» **SET PROBLEM 1**: Convert the stretch of rows from the line containing "Locate every instance of the stream" through the end of the rows into a numbered list, leaving out any blank lines.

****

Cockfight by María Fernanda Ampuero



Trigger warnings for violence, rape, incest, sexual abuse, and human trafficking.




Sometimes families hide secrets behind closed blinds where monsters lurk; they may be your brothers, fathers, uncles or neighbors. Evil lurks and even bleach cannot cleanse it away. Unlike little pups ingested whole by their mothers, children are not protected. You may be in mourning from all the trauma, so severe as if coming back from Nam. Sometimes so demented, you’d rather be sold at a human auction or suffering the pain like the Passion of the Christ. Other times you cry out for your maid Coro or your neighbor Griselda. If adulthood is reached you may be as damaged as Miss Ali. If you can escape the dark suffocation, there is light and air on the other side.*



Orange and black book cover titled Cockfight María Fernanda Ampuero Translated from the Spanish by Frances Riddle thebookslut book reviews. Named one of the ten best fiction books of 2018 by the New York Times en Español, Cockfight is the debut work by Ecuadorian writer and journalist María Fernanda Ampuero. In lucid and compelling prose, Ampuero sheds light on the hidden aspects of home: the grotesque realities of family, coming of age, religion, and class struggle. A family's maids witness a horrible cycle of abuse, a girl is auctioned off by a gang of criminals, and two sisters find themselves at the mercy of their spiteful brother. With violence masquerading as love, characters spend their lives trapped reenacting their past traumas. Heralding a brutal and singular new voice, Cockfight explores the power of the home to both create and destroy those within it. María Fernanda Ampuero is a writer and journalist, born in Guayaquil, Ecuador, in 1976. She has published articles in newspapers and magazines around the world, as well as two nonfiction books: Lo que aprendí en la peluquería y Permiso de residencia. Cockfight is her first short story collection, and her first book to be translated into English. Frances Riddle is a writer and translator based in Buenos Aires, Argentina. Her recent book-length translations include Not One Less by María Pía López (forthcoming, Polity Press); Plebeian Prose by Néstor Perlongher (Polity Press 2019); The German Room by Carla Maliandi (Charco Press 2018). Her short story translations, essays, and reviews have been published in the White Review, Electric Literature, the Short Story Project, and Words Without Borders, among others.

****

» **SET PROBLEM 2**: In the Cockfight review, what circumstance leaves the characters trapped reenacting their past traumas?

****

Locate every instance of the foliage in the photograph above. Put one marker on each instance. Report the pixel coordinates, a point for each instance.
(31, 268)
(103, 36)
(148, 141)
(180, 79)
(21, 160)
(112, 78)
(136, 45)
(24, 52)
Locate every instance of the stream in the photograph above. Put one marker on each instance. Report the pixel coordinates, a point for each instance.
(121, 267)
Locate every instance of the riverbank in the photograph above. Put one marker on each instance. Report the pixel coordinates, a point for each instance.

****

» **RESPONSE 1**:
1. Locate every instance of the stream in the photograph above. Put one marker on each instance. Report the pixel coordinates, a point for each instance.
2. (121, 267)
3. Locate every instance of the riverbank in the photograph above. Put one marker on each instance. Report the pixel coordinates, a point for each instance.

» **RESPONSE 2**: The characters stay trapped reenacting their past traumas because violence masquerades as love in their lives.